• [What the exercise asks] Print, with no pictures, the exact lines that run from the one containing "Target: woman with blonde hair" through the last line of the material below, both ends included.

• [Records for this exercise]
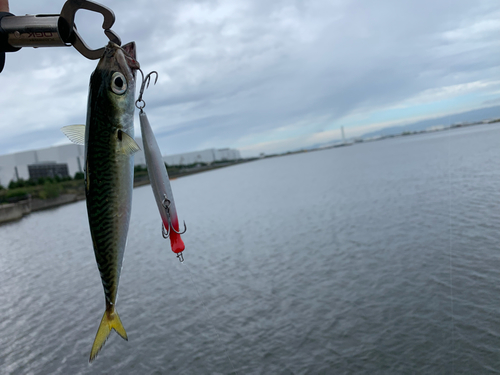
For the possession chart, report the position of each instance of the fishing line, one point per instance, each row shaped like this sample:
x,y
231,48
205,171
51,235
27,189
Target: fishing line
x,y
451,256
226,352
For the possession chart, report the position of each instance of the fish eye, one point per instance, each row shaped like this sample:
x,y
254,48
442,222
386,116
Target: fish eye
x,y
118,83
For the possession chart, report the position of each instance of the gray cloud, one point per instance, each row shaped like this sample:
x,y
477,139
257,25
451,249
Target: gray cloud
x,y
249,71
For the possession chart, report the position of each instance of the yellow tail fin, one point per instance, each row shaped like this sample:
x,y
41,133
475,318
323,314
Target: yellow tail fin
x,y
110,320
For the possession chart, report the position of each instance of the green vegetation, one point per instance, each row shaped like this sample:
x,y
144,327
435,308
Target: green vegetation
x,y
47,187
43,188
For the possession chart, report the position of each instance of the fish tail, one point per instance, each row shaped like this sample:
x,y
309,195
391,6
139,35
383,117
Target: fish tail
x,y
110,320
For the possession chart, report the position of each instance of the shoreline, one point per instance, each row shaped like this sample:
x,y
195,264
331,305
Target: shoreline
x,y
11,212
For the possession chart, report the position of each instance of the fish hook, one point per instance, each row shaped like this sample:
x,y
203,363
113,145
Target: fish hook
x,y
140,103
166,231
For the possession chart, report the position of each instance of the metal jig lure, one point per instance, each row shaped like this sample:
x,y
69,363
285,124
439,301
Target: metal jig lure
x,y
158,176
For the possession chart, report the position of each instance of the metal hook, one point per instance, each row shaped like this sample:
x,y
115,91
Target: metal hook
x,y
184,231
68,28
140,103
166,231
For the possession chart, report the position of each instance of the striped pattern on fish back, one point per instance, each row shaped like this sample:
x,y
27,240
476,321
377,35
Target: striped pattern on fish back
x,y
109,193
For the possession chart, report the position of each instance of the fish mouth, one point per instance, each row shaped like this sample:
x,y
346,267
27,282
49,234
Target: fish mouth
x,y
116,58
130,54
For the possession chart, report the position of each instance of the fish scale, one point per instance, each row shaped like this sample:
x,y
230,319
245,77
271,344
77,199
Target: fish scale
x,y
109,148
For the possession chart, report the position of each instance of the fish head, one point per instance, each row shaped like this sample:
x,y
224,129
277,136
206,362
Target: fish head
x,y
113,80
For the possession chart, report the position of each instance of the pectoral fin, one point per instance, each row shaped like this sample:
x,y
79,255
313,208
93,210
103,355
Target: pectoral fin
x,y
75,133
129,145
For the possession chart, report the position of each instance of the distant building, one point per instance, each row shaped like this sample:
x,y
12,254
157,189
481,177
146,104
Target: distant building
x,y
52,170
16,166
205,156
68,159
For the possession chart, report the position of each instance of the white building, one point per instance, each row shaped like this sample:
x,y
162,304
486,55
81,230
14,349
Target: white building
x,y
204,156
15,166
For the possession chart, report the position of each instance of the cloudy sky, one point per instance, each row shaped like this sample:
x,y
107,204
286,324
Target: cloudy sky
x,y
265,76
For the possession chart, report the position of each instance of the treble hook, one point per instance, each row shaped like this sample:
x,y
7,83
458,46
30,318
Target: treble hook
x,y
140,103
166,231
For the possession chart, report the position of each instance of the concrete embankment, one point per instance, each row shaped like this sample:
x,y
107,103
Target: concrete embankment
x,y
15,211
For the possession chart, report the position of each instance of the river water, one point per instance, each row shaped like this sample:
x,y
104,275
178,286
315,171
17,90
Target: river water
x,y
382,257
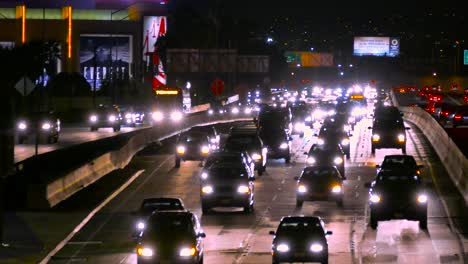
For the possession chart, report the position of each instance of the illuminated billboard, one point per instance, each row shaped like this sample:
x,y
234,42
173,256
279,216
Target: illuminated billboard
x,y
102,55
376,46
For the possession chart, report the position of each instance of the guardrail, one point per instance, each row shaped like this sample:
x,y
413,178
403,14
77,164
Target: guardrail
x,y
451,156
46,190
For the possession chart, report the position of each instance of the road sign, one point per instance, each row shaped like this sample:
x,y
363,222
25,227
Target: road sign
x,y
465,57
217,87
24,86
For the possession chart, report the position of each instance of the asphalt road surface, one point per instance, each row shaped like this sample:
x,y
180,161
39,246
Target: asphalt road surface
x,y
233,237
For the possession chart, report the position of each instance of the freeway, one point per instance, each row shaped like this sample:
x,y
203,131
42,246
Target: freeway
x,y
68,137
234,237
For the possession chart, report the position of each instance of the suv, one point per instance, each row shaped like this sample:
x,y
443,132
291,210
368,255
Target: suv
x,y
397,194
227,184
246,138
388,130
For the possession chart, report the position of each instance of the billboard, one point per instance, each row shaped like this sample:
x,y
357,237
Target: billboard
x,y
308,59
376,46
101,56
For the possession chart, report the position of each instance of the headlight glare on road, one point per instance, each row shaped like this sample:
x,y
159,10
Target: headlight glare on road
x,y
301,188
375,198
336,189
316,247
144,252
282,247
243,189
207,189
422,198
187,252
22,126
46,126
180,150
338,160
376,138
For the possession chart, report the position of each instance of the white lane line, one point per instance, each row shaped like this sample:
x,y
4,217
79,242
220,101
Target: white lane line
x,y
88,218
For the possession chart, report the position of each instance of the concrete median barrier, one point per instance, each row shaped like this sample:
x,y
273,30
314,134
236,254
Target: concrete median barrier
x,y
49,189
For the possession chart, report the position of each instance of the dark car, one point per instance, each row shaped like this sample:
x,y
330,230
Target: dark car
x,y
151,205
171,237
393,162
319,183
226,156
192,145
388,130
105,116
278,143
42,124
227,185
327,154
397,194
300,239
246,138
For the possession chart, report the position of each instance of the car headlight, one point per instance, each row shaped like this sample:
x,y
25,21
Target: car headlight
x,y
422,198
181,150
144,252
243,189
301,188
205,149
176,116
187,252
316,247
282,248
46,126
22,126
338,160
345,142
401,138
336,189
141,225
256,156
311,160
375,198
376,138
207,189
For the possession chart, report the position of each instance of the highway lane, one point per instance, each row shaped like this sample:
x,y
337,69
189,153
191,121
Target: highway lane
x,y
233,237
68,137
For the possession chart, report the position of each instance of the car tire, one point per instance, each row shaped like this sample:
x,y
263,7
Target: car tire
x,y
373,221
299,203
423,222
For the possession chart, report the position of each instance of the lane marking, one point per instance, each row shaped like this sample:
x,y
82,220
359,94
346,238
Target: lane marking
x,y
88,218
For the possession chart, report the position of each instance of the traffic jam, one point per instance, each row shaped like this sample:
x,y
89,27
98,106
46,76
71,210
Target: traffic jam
x,y
231,163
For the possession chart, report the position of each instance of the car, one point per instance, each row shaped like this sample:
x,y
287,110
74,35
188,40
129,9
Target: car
x,y
327,154
300,239
41,124
192,145
392,162
278,143
223,156
397,194
171,237
246,138
151,205
105,116
388,130
227,184
320,183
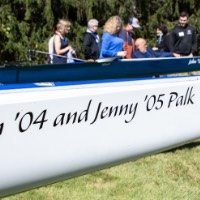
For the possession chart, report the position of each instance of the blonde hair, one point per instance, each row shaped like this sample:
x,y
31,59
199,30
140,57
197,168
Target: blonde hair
x,y
112,23
60,28
65,22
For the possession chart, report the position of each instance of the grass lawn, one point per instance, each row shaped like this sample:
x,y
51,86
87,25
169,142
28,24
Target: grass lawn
x,y
174,174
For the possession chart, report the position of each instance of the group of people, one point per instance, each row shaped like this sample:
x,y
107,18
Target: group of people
x,y
121,42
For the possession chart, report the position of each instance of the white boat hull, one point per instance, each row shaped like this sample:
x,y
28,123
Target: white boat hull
x,y
55,133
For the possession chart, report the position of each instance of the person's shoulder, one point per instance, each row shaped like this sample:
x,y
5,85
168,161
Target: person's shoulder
x,y
191,27
87,34
106,35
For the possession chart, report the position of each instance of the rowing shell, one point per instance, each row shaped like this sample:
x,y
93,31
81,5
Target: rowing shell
x,y
55,131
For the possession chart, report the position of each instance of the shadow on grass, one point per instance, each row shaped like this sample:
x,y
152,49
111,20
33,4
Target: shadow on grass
x,y
185,146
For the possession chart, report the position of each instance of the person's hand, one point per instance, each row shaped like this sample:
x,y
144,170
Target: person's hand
x,y
155,48
176,55
122,53
190,55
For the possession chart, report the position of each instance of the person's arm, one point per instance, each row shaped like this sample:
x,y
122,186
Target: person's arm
x,y
105,48
57,44
171,41
194,42
87,46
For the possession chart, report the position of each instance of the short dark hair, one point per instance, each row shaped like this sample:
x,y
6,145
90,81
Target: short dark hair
x,y
162,27
184,14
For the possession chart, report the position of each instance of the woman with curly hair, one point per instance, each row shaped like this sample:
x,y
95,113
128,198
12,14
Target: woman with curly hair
x,y
112,45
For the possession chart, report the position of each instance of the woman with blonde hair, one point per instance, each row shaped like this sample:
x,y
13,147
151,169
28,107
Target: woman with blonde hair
x,y
112,45
61,42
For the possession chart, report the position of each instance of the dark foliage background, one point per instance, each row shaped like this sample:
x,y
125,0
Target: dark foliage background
x,y
28,24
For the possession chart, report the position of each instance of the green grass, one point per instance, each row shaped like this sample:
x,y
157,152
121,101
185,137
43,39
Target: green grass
x,y
174,174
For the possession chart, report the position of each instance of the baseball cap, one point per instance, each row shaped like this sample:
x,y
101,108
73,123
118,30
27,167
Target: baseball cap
x,y
134,22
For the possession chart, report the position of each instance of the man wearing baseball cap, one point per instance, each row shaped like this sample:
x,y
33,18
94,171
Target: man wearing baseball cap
x,y
127,35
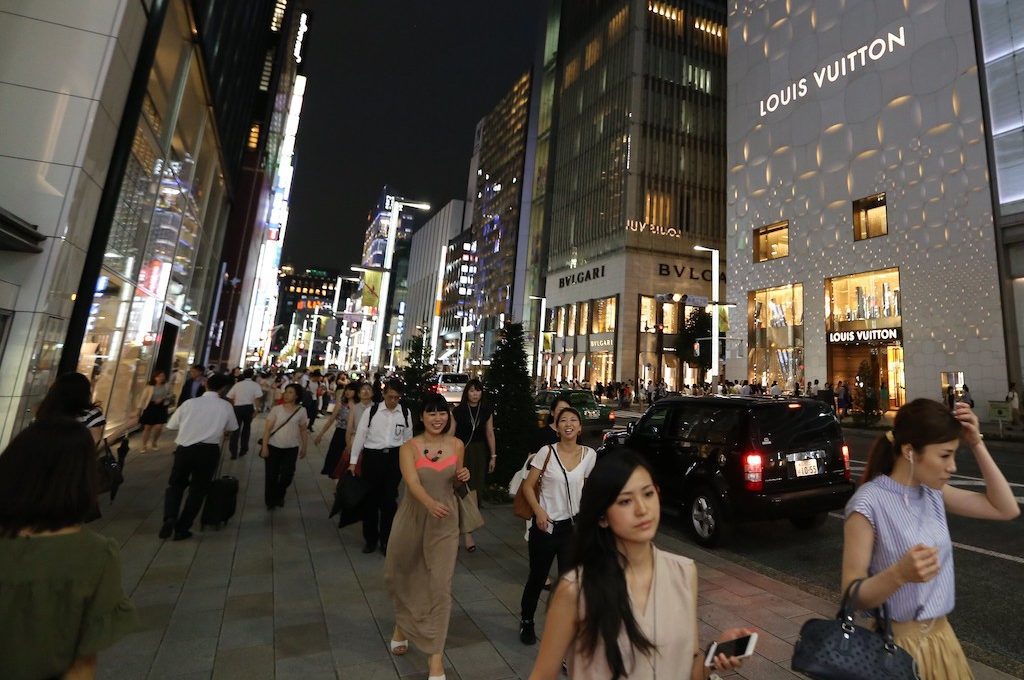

• [Written solution]
Target: woman with blonde hair
x,y
112,45
61,42
For the possession chart, report the position of each instance of the dark foliage background, one point per instance, each row shaped like this sample:
x,y
125,0
Target: dark foliage background
x,y
28,24
For the possession chart, report the position of each instance of the green grass, one point per instance, each row shaped like this sample:
x,y
157,152
121,101
185,137
43,39
Target: green grass
x,y
174,174
For the possession chart, report the position of each instance of the baseball cap, one point per instance, each row shaped like this sample:
x,y
101,108
73,123
118,30
27,167
Target: baseball cap
x,y
134,22
For the possession chart, report the position of each instance of the man wearing baseball cap, one point per instance, each row shaped like this sample:
x,y
33,18
94,171
Target: man wearing baseball cap
x,y
127,35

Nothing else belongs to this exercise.